Task brief: A single number is the answer: the count of lines in the records that hold the word "bowl".

Supplied material:
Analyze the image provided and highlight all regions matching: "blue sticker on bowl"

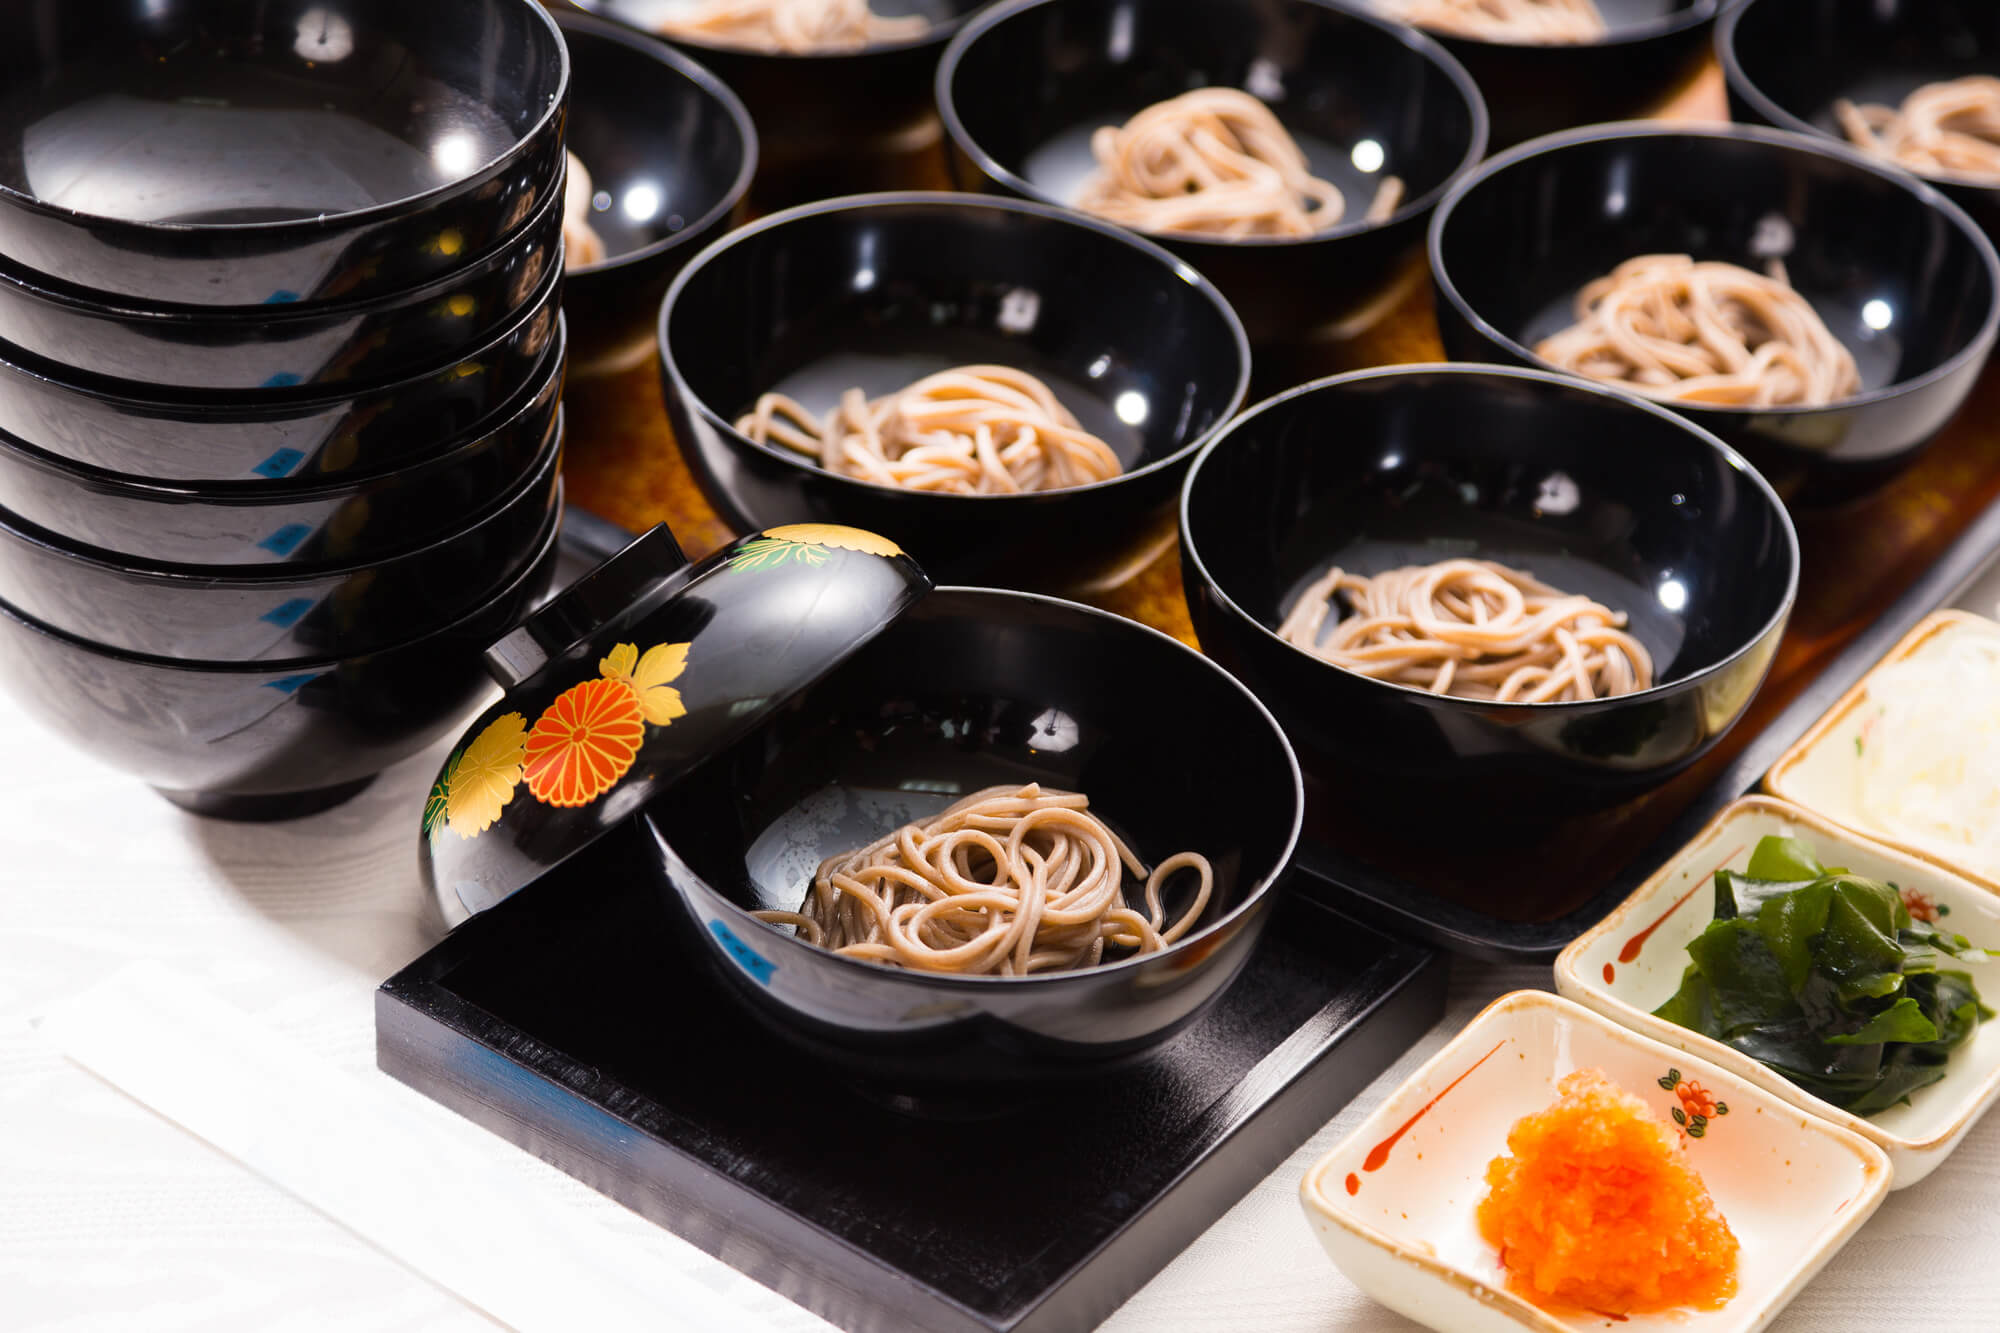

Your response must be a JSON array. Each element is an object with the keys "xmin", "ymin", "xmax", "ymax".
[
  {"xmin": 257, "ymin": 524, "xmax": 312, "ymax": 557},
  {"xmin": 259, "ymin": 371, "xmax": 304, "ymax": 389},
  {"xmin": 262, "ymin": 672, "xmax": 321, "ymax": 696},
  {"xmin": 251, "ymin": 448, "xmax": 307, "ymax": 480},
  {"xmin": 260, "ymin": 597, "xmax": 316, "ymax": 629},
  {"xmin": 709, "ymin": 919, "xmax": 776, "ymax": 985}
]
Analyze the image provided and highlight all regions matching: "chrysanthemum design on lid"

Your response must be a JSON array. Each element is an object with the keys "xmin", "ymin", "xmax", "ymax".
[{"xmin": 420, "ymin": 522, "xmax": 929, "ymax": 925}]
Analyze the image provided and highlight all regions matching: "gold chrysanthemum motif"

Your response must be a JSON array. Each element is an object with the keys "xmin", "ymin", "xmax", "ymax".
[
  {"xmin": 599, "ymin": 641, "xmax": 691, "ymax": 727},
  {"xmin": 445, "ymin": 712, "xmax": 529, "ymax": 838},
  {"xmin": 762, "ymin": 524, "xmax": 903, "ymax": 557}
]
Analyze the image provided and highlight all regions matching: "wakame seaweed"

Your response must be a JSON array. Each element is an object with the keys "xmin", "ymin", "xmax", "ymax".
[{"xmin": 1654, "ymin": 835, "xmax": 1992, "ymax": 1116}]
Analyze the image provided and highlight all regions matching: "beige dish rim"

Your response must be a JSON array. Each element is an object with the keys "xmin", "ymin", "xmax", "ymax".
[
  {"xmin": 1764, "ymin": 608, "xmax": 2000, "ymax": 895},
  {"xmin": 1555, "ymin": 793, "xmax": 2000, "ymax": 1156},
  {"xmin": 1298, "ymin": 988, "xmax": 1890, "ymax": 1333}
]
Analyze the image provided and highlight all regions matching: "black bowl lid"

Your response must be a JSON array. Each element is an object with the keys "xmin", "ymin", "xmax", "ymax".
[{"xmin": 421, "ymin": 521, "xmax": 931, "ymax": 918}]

Solved exercise: 2